提示文:
━━━━━━━━━━

先月末、「神戸の保育園」が竣工しました。


昨年の8月に着工してから、8ヶ月。 計画期間も含めると約2年…。
私たちが、設計監理を担当させていただいた「神戸の保育園」がようやく完成を迎えました!

 

こちらも近日中に、Webサイトの作品集にアップさせていただきますが、
このブログでも纏めてみましたので、よろしければご覧ください。 😀
 

 

 

この保育園は、【都市型保育園】として、


①市街地の限られた敷地内で、必要保育室面積を確保しつつ、良好な保育環境をつくりだすこと。
②感受性豊かな園児たちが、楽しみながら自然に学べる環境を構築すること。

設計上の課題でした。

 

①について…。

敷地面積を考慮しなければ、下図左のような接地型の方が保育環境として望ましいのですが、待機児童の多い都市部において、一定数の園児を迎えるためには、右の理想的な園舎とは言い難いビル型プランを選択せざるを得ません。

そこで右のビル型プランでも、保育環境が充足されるよう、次のように計画を進めました。

 

まず、下の断面図のように、日当たりの良い南側へ園庭を確保し、それに面して保育室を配置。


つづいて、接地していない2階、3階の保育室には、
雨天でも利用可能な奥行の深いテラス(準園庭として位置付け・下写真)を設けると共に、

そのテラスに面した保育室に大開口(下写真)を設け、その窓を開放できる設計に…。
 それによって、テラスと保育室の一体利用を可能にしつつ、
自然通風、そして適度にコントロールされた自然採光を室に導入できるよう配慮。

 

加えて下図のように、保育室と園庭との直通屋外階段を設け、
保育室から園庭へのアクセスを容易にすることで、接地できない保育室の問題を緩和しています。

━━━━━━━━━━

課題内容:
上の提示文では、保育環境としては接地型の方が望ましいとされています。それにもかかわらずビル型プランが選ばれた理由を、提示文に基づいて1〜3文で説明してください。

━━━━━━━━━━

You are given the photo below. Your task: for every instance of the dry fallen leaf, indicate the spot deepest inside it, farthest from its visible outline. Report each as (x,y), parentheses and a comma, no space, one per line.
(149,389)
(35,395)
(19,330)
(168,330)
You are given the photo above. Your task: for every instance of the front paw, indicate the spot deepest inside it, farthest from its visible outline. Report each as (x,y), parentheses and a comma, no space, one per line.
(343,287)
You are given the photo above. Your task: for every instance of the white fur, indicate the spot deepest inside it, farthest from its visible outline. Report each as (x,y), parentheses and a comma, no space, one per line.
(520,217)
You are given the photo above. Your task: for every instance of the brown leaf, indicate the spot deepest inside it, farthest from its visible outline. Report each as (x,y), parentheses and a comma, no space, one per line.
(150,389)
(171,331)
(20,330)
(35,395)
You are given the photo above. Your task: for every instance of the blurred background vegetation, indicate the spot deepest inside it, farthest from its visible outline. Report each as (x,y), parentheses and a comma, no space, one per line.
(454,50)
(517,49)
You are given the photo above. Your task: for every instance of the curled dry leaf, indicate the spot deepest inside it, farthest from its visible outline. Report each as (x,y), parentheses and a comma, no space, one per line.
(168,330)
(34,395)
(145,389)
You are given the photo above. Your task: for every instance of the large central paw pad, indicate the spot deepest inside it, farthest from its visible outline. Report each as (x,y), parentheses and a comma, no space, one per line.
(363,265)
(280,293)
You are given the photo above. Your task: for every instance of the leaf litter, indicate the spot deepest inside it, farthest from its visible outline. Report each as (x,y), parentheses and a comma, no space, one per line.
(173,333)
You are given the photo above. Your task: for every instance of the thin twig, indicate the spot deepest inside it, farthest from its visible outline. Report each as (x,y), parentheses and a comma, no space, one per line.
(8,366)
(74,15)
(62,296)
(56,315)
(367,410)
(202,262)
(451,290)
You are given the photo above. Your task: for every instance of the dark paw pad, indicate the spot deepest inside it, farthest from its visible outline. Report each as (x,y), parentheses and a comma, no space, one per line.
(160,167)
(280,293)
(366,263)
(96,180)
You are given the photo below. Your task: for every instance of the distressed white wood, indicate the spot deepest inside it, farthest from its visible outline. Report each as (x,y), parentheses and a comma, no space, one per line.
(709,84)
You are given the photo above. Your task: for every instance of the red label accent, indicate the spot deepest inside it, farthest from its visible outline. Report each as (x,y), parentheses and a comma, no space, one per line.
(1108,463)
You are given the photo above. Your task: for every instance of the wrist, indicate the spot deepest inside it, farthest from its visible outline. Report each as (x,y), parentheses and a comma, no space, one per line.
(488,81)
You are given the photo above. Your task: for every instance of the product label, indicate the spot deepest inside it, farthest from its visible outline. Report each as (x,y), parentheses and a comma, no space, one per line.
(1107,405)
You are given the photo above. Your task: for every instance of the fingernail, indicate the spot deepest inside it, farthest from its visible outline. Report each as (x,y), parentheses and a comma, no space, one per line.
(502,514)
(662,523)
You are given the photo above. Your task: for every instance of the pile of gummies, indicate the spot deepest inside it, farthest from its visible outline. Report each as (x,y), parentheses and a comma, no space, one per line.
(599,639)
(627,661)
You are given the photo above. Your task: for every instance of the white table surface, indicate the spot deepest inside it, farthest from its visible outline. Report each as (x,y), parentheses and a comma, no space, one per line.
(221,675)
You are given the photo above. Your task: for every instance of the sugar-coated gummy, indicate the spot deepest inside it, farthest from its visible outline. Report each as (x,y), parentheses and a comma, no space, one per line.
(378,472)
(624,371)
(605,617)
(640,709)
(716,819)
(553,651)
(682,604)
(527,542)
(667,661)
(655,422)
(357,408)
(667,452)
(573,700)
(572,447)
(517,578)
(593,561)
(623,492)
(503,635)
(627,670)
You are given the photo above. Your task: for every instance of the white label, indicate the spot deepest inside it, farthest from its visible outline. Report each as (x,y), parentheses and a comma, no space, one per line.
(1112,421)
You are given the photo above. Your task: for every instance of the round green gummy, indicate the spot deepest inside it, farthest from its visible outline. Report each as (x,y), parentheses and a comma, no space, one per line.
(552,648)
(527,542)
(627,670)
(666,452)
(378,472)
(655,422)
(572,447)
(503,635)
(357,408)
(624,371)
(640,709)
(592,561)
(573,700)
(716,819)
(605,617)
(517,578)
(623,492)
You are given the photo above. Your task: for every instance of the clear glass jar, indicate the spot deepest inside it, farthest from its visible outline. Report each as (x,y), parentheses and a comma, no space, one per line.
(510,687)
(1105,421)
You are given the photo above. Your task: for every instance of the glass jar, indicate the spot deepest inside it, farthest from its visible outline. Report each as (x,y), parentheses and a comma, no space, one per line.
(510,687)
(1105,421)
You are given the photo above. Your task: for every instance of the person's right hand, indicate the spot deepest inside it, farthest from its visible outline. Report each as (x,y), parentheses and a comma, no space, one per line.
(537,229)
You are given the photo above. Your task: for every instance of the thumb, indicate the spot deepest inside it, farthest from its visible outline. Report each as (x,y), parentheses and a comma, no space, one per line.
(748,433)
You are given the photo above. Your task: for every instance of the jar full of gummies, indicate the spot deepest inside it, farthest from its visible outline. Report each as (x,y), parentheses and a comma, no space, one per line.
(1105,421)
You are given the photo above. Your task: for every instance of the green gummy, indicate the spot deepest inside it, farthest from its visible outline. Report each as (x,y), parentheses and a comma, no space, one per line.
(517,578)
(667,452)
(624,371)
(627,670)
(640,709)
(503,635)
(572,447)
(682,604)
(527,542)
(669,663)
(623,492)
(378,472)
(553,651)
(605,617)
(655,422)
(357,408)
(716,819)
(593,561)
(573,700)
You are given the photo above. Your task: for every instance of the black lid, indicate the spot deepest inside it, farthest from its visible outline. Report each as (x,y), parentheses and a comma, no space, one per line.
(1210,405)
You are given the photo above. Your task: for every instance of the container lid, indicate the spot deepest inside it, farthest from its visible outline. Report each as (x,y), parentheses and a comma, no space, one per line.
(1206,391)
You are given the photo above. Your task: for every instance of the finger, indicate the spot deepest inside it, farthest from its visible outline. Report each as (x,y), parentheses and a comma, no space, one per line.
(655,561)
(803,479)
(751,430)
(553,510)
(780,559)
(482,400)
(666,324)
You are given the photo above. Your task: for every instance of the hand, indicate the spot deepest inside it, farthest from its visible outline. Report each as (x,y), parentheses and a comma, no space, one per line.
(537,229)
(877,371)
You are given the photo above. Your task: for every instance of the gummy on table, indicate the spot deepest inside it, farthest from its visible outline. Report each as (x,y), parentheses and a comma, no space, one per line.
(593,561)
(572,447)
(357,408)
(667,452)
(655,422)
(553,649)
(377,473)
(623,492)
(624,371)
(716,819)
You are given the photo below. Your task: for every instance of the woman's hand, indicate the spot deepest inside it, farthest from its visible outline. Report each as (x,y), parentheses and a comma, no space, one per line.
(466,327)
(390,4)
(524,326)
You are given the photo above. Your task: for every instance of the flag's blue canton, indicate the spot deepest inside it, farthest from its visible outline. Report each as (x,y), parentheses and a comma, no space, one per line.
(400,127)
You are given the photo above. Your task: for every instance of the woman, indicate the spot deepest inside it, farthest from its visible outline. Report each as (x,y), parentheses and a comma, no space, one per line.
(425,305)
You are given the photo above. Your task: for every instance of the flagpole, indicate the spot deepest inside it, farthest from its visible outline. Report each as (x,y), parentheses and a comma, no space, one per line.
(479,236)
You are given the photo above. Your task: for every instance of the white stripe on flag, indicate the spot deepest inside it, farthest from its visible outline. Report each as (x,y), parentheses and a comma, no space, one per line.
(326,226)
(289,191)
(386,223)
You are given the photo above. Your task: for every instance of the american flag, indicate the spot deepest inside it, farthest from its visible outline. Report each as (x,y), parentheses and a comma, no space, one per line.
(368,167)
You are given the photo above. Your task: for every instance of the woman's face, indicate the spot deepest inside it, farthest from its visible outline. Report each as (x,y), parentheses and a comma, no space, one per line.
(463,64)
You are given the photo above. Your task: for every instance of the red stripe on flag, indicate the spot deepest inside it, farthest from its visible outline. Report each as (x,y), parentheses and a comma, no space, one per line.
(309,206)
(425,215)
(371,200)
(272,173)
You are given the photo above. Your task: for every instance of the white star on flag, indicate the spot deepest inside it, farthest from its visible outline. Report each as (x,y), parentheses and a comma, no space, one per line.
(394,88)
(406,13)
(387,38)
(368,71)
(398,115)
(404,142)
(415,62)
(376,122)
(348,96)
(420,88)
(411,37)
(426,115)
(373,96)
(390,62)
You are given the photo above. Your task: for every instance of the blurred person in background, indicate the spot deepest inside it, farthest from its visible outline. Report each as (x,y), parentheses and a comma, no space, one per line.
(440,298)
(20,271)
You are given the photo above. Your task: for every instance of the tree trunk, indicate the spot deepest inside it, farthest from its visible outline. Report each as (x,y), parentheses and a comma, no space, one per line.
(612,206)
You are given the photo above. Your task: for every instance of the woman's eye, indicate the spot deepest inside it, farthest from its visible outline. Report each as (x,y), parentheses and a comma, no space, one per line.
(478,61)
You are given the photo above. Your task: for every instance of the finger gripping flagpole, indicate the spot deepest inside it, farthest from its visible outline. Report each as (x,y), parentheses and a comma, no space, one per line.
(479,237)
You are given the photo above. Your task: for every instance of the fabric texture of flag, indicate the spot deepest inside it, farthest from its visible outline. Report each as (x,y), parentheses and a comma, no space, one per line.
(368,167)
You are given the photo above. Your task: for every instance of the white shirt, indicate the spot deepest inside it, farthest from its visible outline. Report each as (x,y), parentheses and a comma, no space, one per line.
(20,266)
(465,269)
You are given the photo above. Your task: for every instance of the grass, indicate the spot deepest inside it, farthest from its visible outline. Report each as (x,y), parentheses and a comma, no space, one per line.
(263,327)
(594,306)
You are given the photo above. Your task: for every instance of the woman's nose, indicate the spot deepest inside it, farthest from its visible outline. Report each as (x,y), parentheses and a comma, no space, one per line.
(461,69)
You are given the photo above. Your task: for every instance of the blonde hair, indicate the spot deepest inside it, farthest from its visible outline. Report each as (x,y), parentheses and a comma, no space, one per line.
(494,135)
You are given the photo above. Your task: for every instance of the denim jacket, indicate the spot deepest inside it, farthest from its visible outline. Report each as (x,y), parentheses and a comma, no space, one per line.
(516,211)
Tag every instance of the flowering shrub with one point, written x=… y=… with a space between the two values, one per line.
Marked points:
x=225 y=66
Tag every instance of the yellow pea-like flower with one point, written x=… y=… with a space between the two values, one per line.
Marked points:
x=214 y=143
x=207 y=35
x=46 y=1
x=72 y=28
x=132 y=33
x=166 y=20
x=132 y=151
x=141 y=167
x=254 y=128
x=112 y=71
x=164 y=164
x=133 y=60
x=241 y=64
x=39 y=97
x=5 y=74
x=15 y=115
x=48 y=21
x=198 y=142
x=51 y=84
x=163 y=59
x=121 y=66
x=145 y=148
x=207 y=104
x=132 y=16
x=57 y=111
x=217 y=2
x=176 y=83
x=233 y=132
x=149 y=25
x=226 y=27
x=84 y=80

━━━━━━━━━━

解答:
敷地面積を考慮しなければ接地型の方が望ましいものの、市街地の限られた敷地では条件が異なります。待機児童の多い都市部で一定数の園児を迎えるためには、ビル型プランを選択せざるを得なかったためです。